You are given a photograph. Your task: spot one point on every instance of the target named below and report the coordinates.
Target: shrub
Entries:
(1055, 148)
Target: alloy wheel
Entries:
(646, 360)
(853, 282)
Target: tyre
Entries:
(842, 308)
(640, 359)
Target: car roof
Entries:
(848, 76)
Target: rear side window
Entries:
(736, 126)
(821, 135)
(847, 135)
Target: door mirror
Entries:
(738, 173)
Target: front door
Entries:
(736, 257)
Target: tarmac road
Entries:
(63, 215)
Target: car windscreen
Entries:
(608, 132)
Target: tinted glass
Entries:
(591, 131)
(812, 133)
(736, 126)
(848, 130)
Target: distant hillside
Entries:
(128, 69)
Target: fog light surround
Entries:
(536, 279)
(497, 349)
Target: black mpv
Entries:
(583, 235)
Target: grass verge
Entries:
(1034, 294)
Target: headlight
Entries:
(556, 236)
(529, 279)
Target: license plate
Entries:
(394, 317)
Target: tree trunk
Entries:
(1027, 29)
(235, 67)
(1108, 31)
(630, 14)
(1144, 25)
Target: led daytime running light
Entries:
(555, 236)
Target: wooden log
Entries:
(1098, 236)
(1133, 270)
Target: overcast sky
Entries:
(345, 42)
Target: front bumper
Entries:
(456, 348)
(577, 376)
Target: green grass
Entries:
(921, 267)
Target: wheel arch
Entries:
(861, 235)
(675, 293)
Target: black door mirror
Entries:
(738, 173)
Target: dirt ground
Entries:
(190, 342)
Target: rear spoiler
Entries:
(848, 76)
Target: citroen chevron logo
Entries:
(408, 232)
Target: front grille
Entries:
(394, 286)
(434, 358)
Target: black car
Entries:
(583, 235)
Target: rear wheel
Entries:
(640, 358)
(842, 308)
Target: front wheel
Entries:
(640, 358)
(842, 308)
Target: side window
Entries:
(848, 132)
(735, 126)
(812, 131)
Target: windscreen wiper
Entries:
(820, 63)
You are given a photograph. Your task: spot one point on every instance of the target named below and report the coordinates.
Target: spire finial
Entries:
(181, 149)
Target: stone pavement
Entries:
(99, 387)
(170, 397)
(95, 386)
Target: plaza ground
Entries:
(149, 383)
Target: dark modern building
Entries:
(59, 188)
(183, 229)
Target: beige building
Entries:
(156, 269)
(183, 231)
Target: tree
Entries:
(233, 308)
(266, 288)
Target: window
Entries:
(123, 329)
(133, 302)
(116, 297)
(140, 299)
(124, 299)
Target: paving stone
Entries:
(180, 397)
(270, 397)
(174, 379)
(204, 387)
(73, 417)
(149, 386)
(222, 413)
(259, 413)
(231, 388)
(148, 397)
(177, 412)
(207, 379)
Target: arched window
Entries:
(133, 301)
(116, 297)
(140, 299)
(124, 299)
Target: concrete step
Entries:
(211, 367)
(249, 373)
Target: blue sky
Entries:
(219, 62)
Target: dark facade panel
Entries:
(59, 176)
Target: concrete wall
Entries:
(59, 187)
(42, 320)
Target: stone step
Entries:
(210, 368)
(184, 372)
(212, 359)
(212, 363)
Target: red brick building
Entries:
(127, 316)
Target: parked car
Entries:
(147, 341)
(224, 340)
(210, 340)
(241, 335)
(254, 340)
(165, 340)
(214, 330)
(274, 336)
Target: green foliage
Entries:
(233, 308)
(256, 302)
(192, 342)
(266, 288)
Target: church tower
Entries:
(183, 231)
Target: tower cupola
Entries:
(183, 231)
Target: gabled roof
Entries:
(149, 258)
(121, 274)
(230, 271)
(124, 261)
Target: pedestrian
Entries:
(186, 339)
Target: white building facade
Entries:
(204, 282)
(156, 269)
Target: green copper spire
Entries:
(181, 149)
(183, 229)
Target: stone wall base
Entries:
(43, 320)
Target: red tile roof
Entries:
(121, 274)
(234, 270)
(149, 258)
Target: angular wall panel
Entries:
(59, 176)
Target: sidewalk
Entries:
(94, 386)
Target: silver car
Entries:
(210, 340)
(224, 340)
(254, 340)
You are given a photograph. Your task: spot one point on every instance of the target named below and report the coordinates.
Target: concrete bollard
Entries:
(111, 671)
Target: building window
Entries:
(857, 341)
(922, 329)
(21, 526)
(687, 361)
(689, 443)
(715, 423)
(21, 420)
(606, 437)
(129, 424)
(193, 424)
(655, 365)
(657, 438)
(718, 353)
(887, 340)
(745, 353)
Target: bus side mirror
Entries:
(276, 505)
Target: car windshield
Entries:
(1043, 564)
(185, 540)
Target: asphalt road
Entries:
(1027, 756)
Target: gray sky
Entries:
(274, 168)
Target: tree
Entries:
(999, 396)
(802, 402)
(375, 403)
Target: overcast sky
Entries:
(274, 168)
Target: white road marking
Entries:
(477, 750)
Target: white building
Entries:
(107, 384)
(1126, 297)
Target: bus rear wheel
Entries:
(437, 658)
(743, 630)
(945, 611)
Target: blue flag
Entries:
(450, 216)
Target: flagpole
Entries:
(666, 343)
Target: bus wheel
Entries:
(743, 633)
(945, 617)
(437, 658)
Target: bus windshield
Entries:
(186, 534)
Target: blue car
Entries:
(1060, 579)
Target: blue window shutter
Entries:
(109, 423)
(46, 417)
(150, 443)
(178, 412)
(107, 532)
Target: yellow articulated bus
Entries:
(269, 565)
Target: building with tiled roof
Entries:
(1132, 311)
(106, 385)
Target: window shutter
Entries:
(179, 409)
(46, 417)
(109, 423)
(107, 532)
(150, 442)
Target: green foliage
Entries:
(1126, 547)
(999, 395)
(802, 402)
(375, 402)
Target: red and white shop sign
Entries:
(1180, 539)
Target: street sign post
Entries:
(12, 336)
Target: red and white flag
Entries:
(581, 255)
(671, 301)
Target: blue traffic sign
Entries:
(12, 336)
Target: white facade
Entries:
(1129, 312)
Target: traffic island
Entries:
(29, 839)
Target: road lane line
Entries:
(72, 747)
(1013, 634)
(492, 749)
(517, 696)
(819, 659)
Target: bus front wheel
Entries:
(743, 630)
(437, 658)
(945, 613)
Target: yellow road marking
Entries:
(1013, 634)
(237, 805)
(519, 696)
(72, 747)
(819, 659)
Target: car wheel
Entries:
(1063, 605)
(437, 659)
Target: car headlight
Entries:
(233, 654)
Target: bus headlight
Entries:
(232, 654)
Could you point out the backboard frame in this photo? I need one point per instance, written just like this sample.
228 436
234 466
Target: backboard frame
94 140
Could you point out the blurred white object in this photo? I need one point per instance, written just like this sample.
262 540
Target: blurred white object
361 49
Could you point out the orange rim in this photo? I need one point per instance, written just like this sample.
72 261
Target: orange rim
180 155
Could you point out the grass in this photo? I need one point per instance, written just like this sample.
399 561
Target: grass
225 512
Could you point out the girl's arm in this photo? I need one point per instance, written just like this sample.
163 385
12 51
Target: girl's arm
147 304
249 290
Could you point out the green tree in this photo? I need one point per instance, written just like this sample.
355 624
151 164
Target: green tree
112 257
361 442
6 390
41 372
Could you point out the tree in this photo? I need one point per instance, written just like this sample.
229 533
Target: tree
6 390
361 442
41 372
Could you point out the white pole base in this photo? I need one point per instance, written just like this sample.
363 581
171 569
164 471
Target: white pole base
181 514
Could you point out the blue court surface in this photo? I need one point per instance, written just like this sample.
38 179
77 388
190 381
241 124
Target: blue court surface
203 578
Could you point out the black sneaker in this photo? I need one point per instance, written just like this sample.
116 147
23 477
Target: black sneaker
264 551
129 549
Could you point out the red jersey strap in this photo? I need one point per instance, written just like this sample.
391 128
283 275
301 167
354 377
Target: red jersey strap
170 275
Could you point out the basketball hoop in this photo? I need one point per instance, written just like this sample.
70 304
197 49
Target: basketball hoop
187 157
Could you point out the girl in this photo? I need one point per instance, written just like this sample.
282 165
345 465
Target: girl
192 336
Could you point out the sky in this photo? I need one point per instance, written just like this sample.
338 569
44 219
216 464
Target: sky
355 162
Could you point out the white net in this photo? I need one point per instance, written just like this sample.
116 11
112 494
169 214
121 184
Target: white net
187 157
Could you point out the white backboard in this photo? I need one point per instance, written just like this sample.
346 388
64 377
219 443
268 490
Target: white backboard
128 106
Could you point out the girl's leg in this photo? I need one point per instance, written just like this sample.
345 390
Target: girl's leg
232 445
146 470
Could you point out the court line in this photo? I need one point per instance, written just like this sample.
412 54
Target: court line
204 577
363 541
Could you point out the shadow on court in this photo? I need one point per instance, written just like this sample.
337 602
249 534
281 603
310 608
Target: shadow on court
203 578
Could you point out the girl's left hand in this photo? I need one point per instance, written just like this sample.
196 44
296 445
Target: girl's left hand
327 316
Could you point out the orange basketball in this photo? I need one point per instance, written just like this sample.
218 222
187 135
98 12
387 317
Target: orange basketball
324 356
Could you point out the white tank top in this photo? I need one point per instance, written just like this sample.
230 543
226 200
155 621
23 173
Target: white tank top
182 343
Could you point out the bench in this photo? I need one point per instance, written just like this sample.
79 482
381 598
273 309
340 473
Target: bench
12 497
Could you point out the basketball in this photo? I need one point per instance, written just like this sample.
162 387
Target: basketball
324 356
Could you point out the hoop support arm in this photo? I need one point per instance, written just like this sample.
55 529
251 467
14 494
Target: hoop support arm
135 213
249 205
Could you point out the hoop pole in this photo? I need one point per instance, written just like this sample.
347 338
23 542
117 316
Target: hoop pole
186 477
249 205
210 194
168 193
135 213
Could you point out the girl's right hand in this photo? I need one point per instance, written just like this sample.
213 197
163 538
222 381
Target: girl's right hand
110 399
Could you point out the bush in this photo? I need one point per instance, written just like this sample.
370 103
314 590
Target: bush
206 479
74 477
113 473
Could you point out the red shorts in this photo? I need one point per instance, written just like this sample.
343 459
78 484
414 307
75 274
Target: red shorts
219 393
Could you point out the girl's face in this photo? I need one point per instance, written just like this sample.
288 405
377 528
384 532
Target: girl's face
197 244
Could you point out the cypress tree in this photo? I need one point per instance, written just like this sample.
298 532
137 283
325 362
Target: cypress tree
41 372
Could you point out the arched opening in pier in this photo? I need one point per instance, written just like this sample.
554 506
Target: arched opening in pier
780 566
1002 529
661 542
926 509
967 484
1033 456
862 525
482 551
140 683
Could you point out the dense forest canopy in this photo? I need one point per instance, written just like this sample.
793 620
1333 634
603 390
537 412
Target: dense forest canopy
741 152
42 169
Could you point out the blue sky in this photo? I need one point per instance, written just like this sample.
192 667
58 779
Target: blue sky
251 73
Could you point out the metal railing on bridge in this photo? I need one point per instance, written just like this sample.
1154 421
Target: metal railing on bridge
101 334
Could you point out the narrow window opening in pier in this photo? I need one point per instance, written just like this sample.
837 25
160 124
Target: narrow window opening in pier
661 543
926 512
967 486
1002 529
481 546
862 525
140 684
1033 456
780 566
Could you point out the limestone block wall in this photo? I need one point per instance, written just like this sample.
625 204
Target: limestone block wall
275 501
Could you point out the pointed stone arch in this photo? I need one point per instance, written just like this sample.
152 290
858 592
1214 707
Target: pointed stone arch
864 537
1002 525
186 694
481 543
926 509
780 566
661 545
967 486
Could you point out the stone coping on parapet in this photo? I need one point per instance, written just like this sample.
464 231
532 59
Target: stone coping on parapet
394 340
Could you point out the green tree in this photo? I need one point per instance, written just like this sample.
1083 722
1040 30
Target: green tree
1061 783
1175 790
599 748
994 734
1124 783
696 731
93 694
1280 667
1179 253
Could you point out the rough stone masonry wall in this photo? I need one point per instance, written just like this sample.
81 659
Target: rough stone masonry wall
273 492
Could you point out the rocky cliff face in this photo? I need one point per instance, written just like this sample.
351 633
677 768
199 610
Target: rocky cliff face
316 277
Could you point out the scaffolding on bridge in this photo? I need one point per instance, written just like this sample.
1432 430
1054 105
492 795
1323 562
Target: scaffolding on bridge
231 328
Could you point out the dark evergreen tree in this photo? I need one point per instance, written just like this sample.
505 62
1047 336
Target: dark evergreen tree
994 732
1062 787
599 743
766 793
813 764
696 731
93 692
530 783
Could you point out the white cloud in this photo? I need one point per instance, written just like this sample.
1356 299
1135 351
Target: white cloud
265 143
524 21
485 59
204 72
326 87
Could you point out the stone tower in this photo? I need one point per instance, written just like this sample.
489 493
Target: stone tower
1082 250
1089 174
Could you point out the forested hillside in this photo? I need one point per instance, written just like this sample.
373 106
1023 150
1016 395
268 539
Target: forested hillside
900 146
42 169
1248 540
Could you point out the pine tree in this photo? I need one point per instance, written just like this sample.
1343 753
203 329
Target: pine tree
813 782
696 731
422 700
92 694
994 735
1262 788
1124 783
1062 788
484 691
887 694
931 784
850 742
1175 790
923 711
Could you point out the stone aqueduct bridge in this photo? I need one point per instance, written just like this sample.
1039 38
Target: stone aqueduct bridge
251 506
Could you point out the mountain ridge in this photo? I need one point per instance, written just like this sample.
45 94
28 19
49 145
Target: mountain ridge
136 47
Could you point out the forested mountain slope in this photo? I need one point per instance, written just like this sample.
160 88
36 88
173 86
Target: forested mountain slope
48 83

## Exercise objective
Where does the word "roof" appear in the listing above? Copy every line that holds it.

## Result for this task
Target: car roof
Target: gabled roof
Target: red tile roof
Target: building with tiled roof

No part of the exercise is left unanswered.